Derek Gordon Corneil is a Canadian mathematician and computer scientist, a professor emeritus of Computer Science at the University of Toronto, and an expert in graph algorithms and Graph Theory.


When he was leaving high school, Corneil was told by his English teacher that doing a degree in Mathematics and Physics was a bad idea, and that the best he could hope for was to go to a technical college. The Quebec native’s interest in Computer Science began when, as an undergraduate student at Queens College, he heard that a computer was purchased by the London life insurance company in London, Ontario where his father worked. As a freshman, he got a summer job operating the UNIVAC Mark II at said company. One of his main responsibilities was to operate a printer. An opportunity for a programming job with the company sponsoring his college scholarship appeared soon after. It was a chance that Corneil jumped at after being denied a similar position at London Life. There was an initial mix-up at his job as his overseer thought that he knew how to program the UNIVAC Mark II, and so he would easily transition to doing the same for the company's newly acquired IBM 1401 machine. However, Corneil did not have the assumed programming background. Thus, in the two week window that Corneil had been given to learn how to grasp programming the IBM 1401, he learned how to write code from scratch by relying heavily on the instruction manual. This experience pushed him further on his way as did a number of projects he worked on in that position later on.[1]

Corneil went on to earn a bachelor's degree in mathematics and physics from Queen's University in 1964. Initially he had planned to do his graduate studies before becoming a high school teacher, but his acceptance into the brand new graduate program in Computer Science at the University of Toronto changed that. At the University of Toronto, Corneil earned a master's degree and then in 1968 a doctorate in computer science under the supervision of Calvin Gotlieb.[2][3] (His post-doc supervisor was Jaap Seidel.) It was during this time that Corneil's interest in Graph Theory began to blossom. He and Gotlieb eventually became good friends. After postdoctoral studies at the Eindhoven University of Technology, Corneil returned to Toronto as a faculty member in 1970.[2] Before his retirement in 2010,[4] Dr. Corneil held many positions at the university of Toronto. These include Department Chair of the Computer Science department (July 1985 to June 1990), Director of Research Initiatives of the Faculty of Arts and Science (July 1991 to March 1998), and Acting Vice President of Research and International Relations (Sept. to Dec. 1993). During his time as a professor, he was also a visiting professor at universities such as the University of British Columbia, Simon Fraser University the Universite de Grenoble and the Universite de Montpellier.

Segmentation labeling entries
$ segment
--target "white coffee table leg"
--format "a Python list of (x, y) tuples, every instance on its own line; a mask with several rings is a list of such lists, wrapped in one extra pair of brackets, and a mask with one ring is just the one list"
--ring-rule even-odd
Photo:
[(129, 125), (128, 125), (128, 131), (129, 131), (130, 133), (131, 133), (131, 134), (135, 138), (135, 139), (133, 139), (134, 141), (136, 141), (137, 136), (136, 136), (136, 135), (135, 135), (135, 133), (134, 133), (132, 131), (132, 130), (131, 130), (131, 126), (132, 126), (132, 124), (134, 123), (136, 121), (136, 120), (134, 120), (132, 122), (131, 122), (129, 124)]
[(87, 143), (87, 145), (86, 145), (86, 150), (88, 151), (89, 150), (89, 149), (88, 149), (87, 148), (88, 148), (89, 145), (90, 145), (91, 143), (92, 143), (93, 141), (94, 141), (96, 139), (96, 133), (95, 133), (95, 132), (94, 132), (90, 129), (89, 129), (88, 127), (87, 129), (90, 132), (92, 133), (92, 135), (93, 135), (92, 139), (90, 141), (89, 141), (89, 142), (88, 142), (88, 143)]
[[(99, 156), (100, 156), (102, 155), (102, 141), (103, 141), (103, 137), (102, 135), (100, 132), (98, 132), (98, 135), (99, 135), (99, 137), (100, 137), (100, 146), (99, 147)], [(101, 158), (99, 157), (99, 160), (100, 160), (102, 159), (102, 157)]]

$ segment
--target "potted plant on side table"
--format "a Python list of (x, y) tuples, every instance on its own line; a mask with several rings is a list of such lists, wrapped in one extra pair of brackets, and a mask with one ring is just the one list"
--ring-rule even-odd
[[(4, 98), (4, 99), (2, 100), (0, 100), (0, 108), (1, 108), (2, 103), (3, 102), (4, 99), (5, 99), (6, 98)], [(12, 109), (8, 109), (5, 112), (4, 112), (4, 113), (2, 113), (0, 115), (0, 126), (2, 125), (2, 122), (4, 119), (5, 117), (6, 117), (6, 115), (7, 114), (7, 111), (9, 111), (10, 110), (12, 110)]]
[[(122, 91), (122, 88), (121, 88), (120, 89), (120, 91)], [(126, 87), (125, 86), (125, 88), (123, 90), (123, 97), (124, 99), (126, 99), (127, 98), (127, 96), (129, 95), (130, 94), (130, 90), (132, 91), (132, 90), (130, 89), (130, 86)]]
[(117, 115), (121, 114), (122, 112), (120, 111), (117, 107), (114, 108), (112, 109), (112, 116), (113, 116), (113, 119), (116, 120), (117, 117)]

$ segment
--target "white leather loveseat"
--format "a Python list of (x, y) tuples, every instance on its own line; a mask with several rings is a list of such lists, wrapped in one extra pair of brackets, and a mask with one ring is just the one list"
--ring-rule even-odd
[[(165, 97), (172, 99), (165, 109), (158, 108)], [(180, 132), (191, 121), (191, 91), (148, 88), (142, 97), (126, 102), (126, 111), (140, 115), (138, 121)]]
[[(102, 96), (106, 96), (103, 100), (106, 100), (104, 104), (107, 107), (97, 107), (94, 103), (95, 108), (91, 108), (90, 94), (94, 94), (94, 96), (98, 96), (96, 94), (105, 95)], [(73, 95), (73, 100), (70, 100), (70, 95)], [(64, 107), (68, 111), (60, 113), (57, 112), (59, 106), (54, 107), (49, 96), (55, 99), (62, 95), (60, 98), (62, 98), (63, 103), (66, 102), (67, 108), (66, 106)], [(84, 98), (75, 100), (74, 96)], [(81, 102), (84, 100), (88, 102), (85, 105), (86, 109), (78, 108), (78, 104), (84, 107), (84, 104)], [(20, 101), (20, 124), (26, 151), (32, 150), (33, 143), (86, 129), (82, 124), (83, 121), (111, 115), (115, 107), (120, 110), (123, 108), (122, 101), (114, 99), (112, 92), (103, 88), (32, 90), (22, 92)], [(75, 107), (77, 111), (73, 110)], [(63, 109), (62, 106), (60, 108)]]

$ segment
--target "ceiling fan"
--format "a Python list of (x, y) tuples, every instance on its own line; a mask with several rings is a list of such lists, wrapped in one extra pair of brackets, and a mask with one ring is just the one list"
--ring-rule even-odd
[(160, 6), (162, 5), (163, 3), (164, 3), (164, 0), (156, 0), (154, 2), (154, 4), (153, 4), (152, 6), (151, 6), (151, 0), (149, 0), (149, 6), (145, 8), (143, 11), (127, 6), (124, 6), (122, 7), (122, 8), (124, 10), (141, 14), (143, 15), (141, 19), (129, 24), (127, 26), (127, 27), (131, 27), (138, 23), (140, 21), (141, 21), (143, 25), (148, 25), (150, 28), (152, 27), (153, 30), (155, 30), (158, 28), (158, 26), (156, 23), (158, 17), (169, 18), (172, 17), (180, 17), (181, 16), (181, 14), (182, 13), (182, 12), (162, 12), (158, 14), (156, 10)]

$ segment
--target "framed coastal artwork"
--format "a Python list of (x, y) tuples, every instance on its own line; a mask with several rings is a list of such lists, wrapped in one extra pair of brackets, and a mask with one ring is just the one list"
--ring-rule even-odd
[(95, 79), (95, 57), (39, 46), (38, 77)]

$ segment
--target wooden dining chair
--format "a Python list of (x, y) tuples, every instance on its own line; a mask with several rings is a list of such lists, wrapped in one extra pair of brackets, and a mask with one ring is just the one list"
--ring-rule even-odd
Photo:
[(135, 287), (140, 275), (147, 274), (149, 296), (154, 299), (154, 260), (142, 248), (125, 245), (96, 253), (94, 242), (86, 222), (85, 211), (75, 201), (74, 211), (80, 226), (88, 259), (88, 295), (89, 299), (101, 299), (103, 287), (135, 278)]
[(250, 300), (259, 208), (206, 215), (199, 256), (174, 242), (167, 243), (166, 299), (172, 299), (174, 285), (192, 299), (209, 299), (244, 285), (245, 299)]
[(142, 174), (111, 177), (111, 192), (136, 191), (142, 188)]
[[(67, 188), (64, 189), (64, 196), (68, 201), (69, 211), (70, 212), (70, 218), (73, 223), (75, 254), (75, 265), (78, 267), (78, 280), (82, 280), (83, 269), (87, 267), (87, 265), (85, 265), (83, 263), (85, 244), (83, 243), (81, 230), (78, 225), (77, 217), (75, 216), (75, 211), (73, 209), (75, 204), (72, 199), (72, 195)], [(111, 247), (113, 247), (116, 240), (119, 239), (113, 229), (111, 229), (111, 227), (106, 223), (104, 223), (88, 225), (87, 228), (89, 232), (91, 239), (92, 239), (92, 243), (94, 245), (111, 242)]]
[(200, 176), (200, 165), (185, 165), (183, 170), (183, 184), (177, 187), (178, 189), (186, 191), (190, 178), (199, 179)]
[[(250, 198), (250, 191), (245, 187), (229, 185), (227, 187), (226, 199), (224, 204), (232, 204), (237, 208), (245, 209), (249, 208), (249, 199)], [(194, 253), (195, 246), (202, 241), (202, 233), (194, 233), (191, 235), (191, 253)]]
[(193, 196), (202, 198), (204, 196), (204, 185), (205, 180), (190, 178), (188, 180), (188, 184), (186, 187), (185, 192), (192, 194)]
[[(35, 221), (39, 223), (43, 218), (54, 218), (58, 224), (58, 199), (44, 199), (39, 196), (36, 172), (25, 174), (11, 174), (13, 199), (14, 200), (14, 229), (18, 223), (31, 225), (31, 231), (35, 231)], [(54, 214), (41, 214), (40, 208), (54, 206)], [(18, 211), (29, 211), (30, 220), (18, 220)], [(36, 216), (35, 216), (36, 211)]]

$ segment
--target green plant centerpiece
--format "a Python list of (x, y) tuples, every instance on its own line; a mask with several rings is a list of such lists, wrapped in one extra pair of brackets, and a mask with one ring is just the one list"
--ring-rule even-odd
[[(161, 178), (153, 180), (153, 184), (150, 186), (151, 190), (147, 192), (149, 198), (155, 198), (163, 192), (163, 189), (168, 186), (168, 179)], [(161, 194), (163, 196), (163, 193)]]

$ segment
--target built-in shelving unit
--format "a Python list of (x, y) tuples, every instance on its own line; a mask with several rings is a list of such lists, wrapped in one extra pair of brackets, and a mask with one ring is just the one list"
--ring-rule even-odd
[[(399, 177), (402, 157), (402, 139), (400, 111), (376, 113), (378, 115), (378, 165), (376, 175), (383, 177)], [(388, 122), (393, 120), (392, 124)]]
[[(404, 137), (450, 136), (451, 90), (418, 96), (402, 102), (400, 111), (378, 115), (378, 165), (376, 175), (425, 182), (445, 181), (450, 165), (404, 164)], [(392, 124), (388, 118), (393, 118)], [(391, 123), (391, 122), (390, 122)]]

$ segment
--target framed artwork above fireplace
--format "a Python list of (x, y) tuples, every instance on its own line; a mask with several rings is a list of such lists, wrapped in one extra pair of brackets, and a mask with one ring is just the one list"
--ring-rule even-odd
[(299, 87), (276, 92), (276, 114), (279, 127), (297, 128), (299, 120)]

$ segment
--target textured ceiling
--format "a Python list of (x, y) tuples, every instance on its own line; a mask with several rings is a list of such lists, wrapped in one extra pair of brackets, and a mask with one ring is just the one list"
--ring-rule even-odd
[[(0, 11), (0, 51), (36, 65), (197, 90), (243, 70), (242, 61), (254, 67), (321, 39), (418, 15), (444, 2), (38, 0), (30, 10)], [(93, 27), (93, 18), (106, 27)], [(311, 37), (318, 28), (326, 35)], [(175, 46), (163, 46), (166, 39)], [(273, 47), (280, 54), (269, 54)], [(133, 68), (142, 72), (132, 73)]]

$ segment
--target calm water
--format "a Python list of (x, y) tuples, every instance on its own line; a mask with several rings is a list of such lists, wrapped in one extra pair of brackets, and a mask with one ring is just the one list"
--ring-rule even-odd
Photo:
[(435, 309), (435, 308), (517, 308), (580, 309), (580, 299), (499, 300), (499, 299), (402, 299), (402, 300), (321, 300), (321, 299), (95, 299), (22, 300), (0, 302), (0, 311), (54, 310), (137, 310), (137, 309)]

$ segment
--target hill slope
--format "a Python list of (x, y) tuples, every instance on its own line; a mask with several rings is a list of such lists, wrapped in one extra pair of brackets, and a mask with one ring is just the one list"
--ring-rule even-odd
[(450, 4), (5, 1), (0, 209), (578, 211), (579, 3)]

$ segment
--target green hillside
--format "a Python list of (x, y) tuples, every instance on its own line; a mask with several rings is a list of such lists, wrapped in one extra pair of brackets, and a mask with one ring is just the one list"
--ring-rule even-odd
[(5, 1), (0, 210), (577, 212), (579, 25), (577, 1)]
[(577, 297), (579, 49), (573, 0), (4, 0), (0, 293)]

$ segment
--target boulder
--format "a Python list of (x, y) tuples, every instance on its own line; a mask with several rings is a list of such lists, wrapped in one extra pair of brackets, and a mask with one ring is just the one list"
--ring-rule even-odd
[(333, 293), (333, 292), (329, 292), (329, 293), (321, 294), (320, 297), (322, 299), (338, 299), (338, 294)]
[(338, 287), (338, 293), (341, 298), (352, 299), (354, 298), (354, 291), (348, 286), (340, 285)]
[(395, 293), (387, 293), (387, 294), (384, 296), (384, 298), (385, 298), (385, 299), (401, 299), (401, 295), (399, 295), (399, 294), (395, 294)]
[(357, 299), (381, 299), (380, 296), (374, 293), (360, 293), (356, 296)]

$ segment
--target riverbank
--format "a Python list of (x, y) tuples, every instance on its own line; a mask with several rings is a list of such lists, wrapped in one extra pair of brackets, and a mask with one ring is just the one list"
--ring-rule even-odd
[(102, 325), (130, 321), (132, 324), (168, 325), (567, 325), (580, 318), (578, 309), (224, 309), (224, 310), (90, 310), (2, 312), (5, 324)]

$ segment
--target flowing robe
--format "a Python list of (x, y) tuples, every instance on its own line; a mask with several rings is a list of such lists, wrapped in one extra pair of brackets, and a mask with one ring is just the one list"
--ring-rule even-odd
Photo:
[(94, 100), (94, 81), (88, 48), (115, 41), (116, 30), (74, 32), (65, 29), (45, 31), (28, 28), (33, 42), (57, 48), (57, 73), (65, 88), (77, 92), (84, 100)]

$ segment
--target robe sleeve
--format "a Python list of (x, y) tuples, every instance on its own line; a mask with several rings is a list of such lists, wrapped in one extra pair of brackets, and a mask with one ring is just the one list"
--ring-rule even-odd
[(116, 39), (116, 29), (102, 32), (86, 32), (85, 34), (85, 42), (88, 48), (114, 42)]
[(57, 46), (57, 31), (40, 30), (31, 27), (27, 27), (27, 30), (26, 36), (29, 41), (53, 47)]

▸ **Problems to solve**
1. According to the text on Derek Corneil, in what year did he return to Toronto as a faculty member?
2. Please switch "table leg" to "desk leg" in the segmentation rows, starting at the first line of the rows and ending at the line containing "142), (88, 143)]". Give back only those lines, with everything else unchanged.

▸ **Solved problems**
1. 1970

2.
$ segment
--target "white coffee desk leg"
--format "a Python list of (x, y) tuples, every instance on its own line; a mask with several rings is a list of such lists, wrapped in one extra pair of brackets, and a mask with one ring is just the one list"
--ring-rule even-odd
Photo:
[(129, 125), (128, 125), (128, 131), (129, 131), (130, 133), (131, 133), (131, 134), (135, 138), (135, 139), (133, 139), (134, 141), (136, 141), (137, 136), (136, 136), (136, 135), (135, 135), (135, 133), (134, 133), (132, 131), (132, 130), (131, 130), (131, 126), (132, 126), (132, 124), (134, 123), (136, 121), (136, 120), (134, 120), (132, 122), (131, 122), (129, 124)]
[(87, 143), (87, 145), (86, 145), (86, 150), (88, 151), (89, 150), (89, 149), (88, 149), (87, 148), (88, 148), (89, 145), (90, 145), (91, 143), (92, 143), (93, 141), (94, 141), (96, 139), (96, 133), (95, 133), (95, 132), (94, 132), (90, 129), (89, 129), (88, 127), (87, 129), (90, 132), (92, 133), (92, 135), (93, 135), (92, 139), (90, 141), (89, 141), (89, 142), (88, 142), (88, 143)]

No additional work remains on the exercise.